== RECORDS TO PROCESS ==
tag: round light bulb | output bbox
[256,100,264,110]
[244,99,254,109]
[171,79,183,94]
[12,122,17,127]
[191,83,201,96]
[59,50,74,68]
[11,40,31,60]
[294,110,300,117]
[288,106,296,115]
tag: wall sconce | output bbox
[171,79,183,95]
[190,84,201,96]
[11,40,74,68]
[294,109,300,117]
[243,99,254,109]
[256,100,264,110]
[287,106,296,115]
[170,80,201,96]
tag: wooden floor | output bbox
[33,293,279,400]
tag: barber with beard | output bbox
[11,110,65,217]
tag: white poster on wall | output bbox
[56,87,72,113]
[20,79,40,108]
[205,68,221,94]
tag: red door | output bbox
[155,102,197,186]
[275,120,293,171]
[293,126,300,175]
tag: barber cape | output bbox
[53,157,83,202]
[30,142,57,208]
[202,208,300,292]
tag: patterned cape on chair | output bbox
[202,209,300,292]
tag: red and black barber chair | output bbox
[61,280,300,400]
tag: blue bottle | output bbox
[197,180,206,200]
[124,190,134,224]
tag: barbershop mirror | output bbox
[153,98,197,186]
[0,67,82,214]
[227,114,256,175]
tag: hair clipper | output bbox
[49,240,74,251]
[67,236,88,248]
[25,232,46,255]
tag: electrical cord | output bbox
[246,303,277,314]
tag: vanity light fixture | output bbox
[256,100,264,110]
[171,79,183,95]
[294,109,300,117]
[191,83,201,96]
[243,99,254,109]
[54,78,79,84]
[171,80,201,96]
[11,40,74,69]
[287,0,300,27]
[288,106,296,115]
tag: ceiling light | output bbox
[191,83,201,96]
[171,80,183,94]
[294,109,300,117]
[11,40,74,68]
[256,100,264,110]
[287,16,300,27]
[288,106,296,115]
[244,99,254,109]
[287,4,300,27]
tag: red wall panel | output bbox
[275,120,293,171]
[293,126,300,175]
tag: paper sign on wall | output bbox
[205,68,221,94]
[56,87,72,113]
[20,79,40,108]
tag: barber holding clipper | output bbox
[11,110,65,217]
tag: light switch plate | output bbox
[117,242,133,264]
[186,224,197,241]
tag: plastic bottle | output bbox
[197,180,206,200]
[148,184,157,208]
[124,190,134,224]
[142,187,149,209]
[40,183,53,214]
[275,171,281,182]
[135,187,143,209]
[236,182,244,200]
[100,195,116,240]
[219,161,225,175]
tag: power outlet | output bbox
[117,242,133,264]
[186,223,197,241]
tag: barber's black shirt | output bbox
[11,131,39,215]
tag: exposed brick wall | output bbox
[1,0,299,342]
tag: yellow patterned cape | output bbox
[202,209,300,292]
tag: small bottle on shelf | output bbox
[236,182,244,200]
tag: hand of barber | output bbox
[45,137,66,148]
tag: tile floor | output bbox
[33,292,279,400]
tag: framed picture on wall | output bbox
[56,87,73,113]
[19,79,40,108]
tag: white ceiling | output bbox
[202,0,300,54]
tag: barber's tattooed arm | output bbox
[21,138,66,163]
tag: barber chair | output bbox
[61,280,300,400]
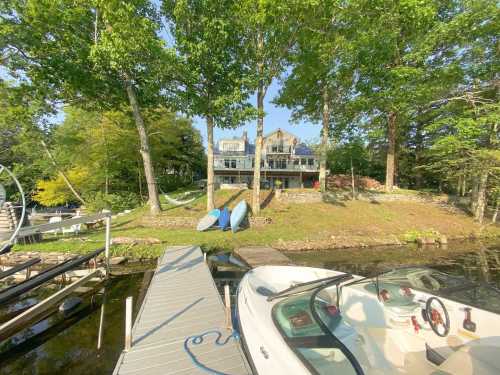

== ASSIGNED TASK ==
Return the records above verbatim, leaving out images.

== FINISHED EXERCISE ==
tag: round light bulb | output bbox
[256,100,264,110]
[244,99,254,109]
[171,79,183,94]
[12,122,17,127]
[191,83,201,96]
[59,50,74,68]
[11,40,31,60]
[294,110,300,117]
[288,106,296,115]
tag: wall sconce | output bbox
[171,79,183,95]
[190,84,201,96]
[11,40,74,68]
[294,109,300,117]
[243,99,254,109]
[256,100,264,110]
[287,106,296,115]
[170,80,201,96]
tag: wooden floor | output bbox
[33,293,279,400]
tag: barber with beard | output bbox
[11,110,65,217]
tag: white poster on wall | output bbox
[56,87,72,113]
[20,79,40,108]
[205,68,221,94]
tag: red door | output bbox
[155,102,197,186]
[275,120,293,171]
[293,126,300,175]
tag: barber cape | output bbox
[53,157,83,202]
[30,142,57,208]
[202,208,300,292]
tag: patterned cape on chair | output bbox
[202,209,300,292]
tag: red and black barber chair | output bbox
[61,280,300,400]
tag: blue bottle | output bbox
[197,180,206,200]
[124,190,134,224]
tag: barbershop mirror | output bbox
[153,98,197,186]
[0,67,82,214]
[227,114,256,175]
tag: hair clipper | output bbox
[49,240,74,251]
[67,236,88,248]
[25,232,46,255]
tag: electrical cord | output bbox
[246,303,277,314]
tag: vanity light fixture | output bbox
[256,100,264,110]
[171,79,183,95]
[294,109,300,117]
[191,83,201,96]
[243,99,254,109]
[54,78,79,84]
[171,80,201,96]
[11,40,74,69]
[287,0,300,27]
[288,106,296,115]
tag: ceiling light | output bbox
[191,83,201,96]
[171,80,183,94]
[294,109,300,117]
[11,40,74,68]
[256,100,264,110]
[287,16,300,27]
[288,106,296,115]
[244,99,254,109]
[287,4,300,27]
tag: red wall panel | output bbox
[275,120,293,171]
[293,126,300,175]
tag: paper sign on wall | output bbox
[205,68,221,94]
[56,87,72,113]
[20,79,40,108]
tag: barber holding clipper | output bbox
[11,110,65,217]
tag: light switch plate | output bbox
[117,242,133,264]
[186,224,197,241]
tag: plastic bottle | output bbox
[197,180,206,200]
[148,184,157,208]
[124,190,134,224]
[142,187,149,209]
[40,183,53,214]
[275,171,281,182]
[135,187,143,209]
[236,182,244,200]
[100,195,116,240]
[219,161,225,175]
tag: power outlet | output bbox
[117,242,133,264]
[186,223,197,241]
tag: barber's black shirt | output bbox
[11,131,39,215]
tag: exposed brick wall | output bbox
[1,0,299,342]
tag: yellow patterned cape | output bbox
[202,209,300,292]
tag: small bottle on shelf | output bbox
[236,182,244,200]
tag: hand of barber | output bbox
[45,137,66,148]
tag: tile floor | output bbox
[33,292,279,400]
tag: framed picture on wall | output bbox
[56,87,73,113]
[19,79,40,108]
tag: white ceiling | output bbox
[202,0,300,54]
tag: barber's tattooed arm | output bbox
[21,138,66,163]
tag: barber chair | output bbox
[61,280,300,400]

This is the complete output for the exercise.